Activity A
In the forum post about knowledge graphs and LLMs, what model did the author previously train?
Activity B
From the forum post about knowledge graphs and LLMs, list every piece of work the author says they have not yet done but are eager to try.

-- Source text follows --

I really need to dig into the more recent advances in knowledge graphs + LLMs. I...

I really need to dig into the more recent advances in knowledge graphs + LLMs. I've been out of the game for ~10 months now, and am just starting to dig back into things and get my training pipeline working (darn bitrot...)

I had previously trained a llama2 13b model (https://huggingface.co/Tostino/Inkbot-13B-8k-0.2) on a whole bunch of knowledge graph tasks (in addition to a number of other tasks).

Here is an example of the training data for training it how to use knowledge graphs:

easy - https://gist.github.com/Tostino/76c55bdeb1f099fb2bfab00ce144...

medium - https://gist.github.com/Tostino/0460c18024697efc2ac34fe86ecd...

I also trained it on generating KGs from conversations, or articles you have provided. So from the LLM side, it's way more knowledgeable about the connections in the graph than GPT4 is by default.

Here are a couple examples of the trained model actually generating a knowledge graph:

1. https://gist.github.com/Tostino/c3541f3a01d420e771f66c62014e...

2. https://gist.github.com/Tostino/44bbc6a6321df5df23ba5b400a01...

I haven't done any work on integrating those into larger structures, combining the graphs generated from different documents, or using a graph database to augment my use case...all things I am eager to try out, and I am glad there is a bunch more to read on the topic available now.

Anyways, near term plans are to train a llama3 8b, and likely a phi-3 13b version of Inkbot on an improved version of my dataset. Glad to see others as excited as was on this topic!

-- Source text concluded --
-- Dataset records follows --

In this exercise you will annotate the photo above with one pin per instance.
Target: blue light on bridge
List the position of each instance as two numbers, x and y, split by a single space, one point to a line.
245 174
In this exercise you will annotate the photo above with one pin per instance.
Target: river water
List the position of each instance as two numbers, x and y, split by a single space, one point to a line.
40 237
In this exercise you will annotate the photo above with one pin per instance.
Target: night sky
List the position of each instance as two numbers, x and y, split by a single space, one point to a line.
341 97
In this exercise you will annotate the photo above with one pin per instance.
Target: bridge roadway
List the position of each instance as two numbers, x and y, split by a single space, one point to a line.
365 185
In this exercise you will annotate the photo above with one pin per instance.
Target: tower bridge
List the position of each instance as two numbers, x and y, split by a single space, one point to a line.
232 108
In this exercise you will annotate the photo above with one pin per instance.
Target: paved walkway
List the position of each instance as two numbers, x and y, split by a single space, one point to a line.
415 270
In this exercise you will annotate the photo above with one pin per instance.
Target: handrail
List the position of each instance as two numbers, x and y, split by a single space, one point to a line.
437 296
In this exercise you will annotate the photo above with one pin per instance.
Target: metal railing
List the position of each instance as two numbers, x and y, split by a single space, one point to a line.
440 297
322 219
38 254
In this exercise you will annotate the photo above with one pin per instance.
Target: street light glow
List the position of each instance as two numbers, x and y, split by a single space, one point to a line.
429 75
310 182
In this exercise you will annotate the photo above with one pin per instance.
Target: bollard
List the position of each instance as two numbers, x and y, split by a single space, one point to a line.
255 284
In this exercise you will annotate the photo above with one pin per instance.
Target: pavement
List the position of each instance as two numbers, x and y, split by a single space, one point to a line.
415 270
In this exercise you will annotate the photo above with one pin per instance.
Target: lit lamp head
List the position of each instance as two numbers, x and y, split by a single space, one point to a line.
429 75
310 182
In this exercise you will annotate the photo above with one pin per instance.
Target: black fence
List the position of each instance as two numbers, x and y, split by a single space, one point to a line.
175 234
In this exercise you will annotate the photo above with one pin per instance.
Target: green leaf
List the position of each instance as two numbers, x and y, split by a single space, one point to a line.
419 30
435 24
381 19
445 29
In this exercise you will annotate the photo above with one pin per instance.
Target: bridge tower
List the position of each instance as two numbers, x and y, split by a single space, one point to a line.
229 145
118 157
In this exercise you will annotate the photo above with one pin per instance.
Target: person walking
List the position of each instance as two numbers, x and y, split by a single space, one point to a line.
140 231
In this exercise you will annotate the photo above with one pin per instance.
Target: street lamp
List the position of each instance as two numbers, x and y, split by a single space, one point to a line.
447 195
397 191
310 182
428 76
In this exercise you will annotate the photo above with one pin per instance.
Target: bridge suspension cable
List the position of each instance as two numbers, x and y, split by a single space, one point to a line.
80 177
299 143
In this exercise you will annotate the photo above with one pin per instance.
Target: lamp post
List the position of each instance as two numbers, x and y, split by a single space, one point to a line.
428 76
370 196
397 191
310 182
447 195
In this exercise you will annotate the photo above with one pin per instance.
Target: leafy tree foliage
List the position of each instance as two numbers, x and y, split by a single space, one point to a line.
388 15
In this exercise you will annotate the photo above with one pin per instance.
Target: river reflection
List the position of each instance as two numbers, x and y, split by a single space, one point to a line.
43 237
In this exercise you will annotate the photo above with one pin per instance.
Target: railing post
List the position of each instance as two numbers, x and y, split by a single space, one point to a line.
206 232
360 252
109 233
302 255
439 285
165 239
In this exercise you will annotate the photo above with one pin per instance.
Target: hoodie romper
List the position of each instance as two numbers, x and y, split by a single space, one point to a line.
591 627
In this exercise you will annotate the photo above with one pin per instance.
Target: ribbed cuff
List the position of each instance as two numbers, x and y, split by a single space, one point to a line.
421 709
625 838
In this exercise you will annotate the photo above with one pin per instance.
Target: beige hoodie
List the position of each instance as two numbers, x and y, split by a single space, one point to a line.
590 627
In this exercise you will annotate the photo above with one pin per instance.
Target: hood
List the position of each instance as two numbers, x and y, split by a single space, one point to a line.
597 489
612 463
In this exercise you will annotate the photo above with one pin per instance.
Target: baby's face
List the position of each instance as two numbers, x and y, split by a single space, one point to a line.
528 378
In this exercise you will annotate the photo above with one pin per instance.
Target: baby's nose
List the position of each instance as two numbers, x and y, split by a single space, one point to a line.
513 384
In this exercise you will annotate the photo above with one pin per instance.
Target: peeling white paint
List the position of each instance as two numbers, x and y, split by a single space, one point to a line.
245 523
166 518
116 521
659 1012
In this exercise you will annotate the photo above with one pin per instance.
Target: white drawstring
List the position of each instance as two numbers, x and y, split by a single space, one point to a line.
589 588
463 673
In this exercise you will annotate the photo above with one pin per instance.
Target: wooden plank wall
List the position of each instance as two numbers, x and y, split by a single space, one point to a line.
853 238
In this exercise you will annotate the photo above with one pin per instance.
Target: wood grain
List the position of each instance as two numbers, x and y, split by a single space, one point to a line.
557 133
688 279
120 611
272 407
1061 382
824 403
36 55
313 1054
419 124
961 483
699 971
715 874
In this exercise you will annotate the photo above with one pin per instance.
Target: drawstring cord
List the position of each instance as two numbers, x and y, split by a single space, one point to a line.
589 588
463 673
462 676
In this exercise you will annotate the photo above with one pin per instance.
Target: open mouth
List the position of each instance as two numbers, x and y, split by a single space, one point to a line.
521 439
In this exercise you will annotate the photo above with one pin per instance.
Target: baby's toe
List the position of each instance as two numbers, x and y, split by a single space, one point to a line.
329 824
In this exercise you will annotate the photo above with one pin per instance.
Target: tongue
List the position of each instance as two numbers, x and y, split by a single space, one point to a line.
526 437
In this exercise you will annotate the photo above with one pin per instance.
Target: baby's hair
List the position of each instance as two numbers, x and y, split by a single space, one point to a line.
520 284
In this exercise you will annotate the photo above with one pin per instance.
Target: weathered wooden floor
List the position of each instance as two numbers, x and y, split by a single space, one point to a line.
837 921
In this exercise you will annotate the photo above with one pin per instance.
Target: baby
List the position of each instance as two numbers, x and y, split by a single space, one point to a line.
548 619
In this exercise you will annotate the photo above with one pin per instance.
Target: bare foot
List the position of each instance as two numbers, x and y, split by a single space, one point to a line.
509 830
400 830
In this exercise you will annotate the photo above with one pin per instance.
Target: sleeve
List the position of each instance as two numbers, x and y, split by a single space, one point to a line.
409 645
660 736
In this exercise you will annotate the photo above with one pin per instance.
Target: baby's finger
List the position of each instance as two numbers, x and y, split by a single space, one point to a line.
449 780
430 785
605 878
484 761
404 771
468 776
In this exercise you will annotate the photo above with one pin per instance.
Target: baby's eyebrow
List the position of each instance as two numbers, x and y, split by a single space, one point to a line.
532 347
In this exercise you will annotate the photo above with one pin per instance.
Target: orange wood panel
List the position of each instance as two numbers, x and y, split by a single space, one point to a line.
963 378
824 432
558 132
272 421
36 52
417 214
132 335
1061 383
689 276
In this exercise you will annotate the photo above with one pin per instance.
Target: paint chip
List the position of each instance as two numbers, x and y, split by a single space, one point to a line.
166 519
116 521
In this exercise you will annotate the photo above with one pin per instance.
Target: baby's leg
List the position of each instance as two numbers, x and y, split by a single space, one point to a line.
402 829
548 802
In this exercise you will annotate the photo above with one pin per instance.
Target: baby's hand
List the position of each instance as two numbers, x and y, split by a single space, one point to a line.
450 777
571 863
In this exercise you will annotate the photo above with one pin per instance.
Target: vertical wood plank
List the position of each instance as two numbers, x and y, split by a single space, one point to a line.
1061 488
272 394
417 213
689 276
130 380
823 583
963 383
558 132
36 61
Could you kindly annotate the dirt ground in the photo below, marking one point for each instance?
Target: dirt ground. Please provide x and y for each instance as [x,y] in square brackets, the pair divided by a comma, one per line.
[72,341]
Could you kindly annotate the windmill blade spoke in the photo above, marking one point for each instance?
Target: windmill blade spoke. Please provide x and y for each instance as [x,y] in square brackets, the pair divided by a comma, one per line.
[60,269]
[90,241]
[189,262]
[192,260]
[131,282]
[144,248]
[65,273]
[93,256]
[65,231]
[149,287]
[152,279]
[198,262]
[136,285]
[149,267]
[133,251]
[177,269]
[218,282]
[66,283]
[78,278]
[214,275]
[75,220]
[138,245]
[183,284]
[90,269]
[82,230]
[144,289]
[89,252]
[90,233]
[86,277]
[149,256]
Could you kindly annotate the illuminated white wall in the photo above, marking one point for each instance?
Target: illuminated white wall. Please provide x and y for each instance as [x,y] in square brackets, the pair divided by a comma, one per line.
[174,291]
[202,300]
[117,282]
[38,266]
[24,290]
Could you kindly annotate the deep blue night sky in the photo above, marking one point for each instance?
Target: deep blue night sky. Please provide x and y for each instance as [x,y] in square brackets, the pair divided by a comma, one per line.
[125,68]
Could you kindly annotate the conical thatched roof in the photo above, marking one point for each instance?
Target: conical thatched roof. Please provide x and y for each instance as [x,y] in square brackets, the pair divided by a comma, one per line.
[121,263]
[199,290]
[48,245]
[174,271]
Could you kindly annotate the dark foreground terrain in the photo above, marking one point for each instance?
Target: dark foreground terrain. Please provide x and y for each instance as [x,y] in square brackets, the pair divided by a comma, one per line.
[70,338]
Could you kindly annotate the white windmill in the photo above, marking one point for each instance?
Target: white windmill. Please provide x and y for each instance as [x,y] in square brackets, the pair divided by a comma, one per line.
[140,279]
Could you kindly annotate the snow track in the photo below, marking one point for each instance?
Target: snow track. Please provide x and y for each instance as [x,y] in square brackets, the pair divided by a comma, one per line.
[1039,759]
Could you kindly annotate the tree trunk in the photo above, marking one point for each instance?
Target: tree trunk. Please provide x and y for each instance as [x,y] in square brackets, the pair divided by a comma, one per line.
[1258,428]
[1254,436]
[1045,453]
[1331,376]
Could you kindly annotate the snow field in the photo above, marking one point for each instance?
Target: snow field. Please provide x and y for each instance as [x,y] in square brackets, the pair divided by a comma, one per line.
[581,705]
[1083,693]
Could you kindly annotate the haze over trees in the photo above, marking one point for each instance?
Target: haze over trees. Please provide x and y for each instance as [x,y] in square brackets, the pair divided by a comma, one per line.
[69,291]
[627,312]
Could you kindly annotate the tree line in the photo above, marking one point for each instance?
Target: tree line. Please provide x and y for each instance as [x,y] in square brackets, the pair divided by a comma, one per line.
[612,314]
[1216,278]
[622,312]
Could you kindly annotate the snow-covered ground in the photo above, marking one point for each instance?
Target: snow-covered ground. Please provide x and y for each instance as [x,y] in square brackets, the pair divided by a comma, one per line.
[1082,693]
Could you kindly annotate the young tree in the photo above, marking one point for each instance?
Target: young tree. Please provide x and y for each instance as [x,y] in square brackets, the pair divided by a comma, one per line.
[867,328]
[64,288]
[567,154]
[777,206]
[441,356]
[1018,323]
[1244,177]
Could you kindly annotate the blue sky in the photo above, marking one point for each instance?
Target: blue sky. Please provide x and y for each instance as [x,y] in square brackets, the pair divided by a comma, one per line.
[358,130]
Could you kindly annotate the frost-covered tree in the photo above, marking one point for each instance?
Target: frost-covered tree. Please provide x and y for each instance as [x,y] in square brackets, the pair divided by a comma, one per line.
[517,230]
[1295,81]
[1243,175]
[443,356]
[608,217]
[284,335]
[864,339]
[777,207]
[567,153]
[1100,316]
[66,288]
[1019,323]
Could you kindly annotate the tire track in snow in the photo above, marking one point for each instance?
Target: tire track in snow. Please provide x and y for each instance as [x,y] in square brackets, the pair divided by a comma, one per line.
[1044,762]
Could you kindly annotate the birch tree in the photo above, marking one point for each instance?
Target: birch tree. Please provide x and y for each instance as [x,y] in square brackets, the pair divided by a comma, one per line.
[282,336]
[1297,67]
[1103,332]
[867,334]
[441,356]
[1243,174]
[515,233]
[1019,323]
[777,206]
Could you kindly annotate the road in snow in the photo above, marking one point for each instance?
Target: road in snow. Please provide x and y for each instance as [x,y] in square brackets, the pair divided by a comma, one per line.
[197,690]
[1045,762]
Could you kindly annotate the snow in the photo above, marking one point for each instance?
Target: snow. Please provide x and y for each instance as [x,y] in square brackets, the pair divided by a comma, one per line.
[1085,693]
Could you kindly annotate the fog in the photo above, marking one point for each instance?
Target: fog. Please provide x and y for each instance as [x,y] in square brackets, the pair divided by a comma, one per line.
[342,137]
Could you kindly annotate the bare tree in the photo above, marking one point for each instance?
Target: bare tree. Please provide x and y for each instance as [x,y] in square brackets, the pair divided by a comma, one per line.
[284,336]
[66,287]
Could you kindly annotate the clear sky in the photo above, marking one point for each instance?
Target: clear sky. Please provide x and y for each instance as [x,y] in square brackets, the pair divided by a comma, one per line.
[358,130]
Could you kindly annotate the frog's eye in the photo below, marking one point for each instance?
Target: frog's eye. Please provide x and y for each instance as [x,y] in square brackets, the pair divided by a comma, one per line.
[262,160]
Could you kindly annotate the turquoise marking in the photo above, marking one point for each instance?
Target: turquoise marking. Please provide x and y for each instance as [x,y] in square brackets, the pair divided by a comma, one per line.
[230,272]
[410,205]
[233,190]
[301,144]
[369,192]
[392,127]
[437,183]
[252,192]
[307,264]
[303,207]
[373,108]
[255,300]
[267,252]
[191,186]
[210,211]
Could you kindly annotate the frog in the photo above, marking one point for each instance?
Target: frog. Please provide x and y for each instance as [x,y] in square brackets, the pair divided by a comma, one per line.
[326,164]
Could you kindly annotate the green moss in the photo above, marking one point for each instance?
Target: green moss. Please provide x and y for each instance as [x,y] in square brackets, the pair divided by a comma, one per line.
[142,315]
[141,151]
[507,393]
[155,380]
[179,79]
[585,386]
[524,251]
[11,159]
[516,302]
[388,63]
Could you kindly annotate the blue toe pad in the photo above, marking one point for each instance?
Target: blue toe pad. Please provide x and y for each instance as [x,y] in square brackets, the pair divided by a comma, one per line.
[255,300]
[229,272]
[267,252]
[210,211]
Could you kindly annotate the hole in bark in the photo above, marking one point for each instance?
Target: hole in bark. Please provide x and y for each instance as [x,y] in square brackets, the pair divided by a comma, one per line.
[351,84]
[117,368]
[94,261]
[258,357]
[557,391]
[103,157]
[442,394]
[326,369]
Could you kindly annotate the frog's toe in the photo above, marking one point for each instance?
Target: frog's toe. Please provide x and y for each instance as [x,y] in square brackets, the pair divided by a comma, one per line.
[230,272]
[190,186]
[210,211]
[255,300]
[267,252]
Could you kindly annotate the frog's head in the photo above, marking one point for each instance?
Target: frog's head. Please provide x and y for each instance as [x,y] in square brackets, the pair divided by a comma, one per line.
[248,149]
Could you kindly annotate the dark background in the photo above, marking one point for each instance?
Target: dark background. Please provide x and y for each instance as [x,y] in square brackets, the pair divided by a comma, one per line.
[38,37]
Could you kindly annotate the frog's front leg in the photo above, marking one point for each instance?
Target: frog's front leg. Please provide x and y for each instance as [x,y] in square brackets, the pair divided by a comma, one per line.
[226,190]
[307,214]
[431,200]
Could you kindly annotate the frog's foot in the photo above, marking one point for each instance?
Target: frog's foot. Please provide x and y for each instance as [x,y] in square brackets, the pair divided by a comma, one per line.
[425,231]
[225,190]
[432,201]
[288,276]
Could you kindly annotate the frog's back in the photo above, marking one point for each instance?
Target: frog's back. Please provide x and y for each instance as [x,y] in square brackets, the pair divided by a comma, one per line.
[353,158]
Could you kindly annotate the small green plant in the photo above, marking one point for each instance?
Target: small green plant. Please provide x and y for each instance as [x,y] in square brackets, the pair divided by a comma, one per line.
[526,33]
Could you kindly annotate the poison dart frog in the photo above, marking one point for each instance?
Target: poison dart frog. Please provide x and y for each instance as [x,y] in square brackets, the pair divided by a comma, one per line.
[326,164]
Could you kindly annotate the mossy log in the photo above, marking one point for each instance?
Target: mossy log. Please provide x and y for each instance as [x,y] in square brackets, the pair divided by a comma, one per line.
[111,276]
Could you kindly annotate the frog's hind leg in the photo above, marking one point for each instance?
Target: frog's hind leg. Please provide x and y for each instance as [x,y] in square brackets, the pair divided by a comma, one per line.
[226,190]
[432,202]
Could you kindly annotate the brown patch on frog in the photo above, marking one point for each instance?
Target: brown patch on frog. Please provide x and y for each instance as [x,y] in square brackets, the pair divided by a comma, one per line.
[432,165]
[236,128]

-- Dataset records concluded --

Task answer A
A llama2 13b model.

Task answer B
- Integrating the generated knowledge graphs into larger structures
- Combining the graphs generated from different documents
- Using a graph database to augment their use case